The Company said the transactions better position it to achieve its core objectives to:

* Provide specialized, value-added solutions for its customers' complex applications and demanding requirements;
* Expand its leading positions in markets with attractive global growth trends, including automotive systems, electronic devices, aerospace, general industrial and renewable energy;
* Complement its organic growth with synergistic acquisitions; and
* Maximize total shareholder return through financial discipline, optimal deployment of capital, business growth and continued operational excellence.

Following the close of the sale, the Company expects to have total cash on-hand of over $500 million, which it expects to efficiently deploy to repay a substantial portion of its debt, repurchase up to $50 million of its shares, and support its strategy of profitable organic and strategic growth.

In connection with the sale, OM Group will transfer its equity interests in its DRC-based joint venture known as GTL to its joint venture partners, subject to a security interest in favor of OM Group with respect to the joint venture's performance of certain supply arrangements.

* Atlantic Tele-Network, Inc. (Nasdaq: ATNI) agreed to sell its domestic retail wireless business operated under the Alltel name by ATN’s subsidiary Allied Wireless Communications Corporation. AT&T (NYSE: T) will purchase the operations in an all-cash transaction valued at approximately $780 million.

Allied, based in Little Rock, Arkansas, serves approximately 585,000 customers in rural areas of six states – Georgia, North Carolina, South Carolina, Illinois, Ohio and Idaho, and generated revenues for the first nine months of 2012 of approximately $350 million. In ATN’s public filings, these operations are consolidated within its U.S. Wireless segment. These operations generated operating income estimated to be approximately $34 million, which is net of depreciation and amortization expense of approximately $42 million, for the first nine months of 2012.

The transaction is subject to customary closing terms and conditions and regulatory approval from the Department of Justice and the Federal Communications Commission. The companies expect to complete the transaction in the second half of 2013.

Following the close of the sale, Atlantic Tele-Network’s businesses will consist of Commnet, serving rural communities primarily in the Southwest U.S.; Sovernet, serving residential and business customers in New England; ION, serving rural communities in New York State; GT&T, serving Guyana; CellOne, serving Bermuda; and Choice, Islandcom and Mio, serving portions of the Caribbean islands.

* Ontario Teachers' Pension Plan and SeaCube Container Leasing Ltd. (NYSE: BOX), today announced they have entered into an agreement by which Teachers' will acquire 100% of the shares of SeaCube, one of the world's largest container leasing companies.

Under the terms of the agreement, SeaCube shareholders will receive $23.00 in cash per SeaCube common share, representing a 13.3% premium over the shares' closing price on January 18, 2013, a 25% premium over the 50-day volume-weighted average price and a 130% premium over the shares' initial public offering price in October 2010.

The transaction has been unanimously approved by the board of directors of SeaCube, is expected to close in the first half of 2013 and is subject to customary closing conditions, including foreign and U.S. regulatory approvals. In addition, the transaction is subject to approval by the shareholders of SeaCube.

SeaCube is based in Park Ridge, New Jersey, and has seven offices worldwide. It acquires, owns, manages and leases containers that are essential intermodal equipment used in global containerized cargo trade. Equipment is primarily leased under long-term contracts to the world's largest shipping lines.

This transaction is led by Teachers' Long-Term Equities group, which focuses on direct investments with steady cash flow, growth potential over a long-term horizon and a low to moderate level of risk. Teachers' plans to operate SeaCube as a standalone business operation with the current management team remaining in place.

BofA Merrill Lynch and Deutsche Bank Securities Inc. are serving as financial advisors to SeaCube, and Skadden, Arps, Slate, Meagher & Flom LLP is acting as legal advisor to SeaCube.

- _Exercise brief_:
According to the corporate transaction news, which states does Allied serve customers in? List each one.

Region pointing data:
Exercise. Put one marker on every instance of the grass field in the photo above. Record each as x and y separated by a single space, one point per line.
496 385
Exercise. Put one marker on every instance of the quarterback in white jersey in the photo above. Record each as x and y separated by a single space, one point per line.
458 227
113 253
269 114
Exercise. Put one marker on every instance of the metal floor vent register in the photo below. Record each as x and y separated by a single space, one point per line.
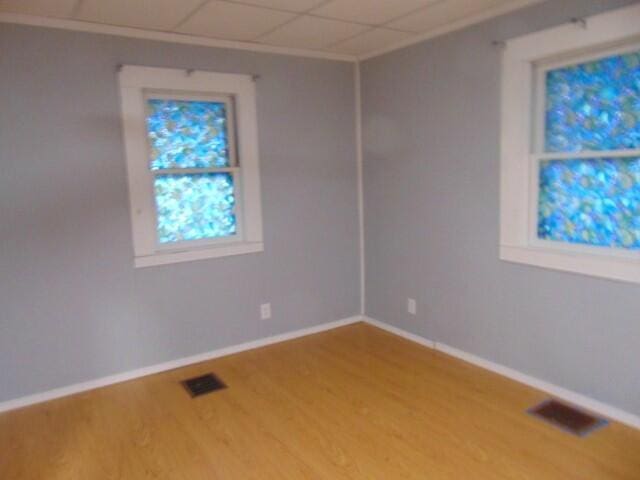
567 417
203 384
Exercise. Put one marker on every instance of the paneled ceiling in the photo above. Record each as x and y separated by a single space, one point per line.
352 27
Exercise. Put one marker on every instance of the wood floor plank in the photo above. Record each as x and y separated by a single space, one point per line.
353 403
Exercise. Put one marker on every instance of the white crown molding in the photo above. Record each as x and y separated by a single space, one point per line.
170 365
577 399
90 27
456 25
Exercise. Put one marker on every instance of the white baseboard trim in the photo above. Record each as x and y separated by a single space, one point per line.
577 399
170 365
398 331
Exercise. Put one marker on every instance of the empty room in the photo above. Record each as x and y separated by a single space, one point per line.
320 239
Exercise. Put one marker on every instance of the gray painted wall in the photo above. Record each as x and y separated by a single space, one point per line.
431 183
73 308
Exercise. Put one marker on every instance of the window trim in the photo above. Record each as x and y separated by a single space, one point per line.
136 84
518 171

- _Exercise response_:
Georgia
North Carolina
South Carolina
Illinois
Ohio
Idaho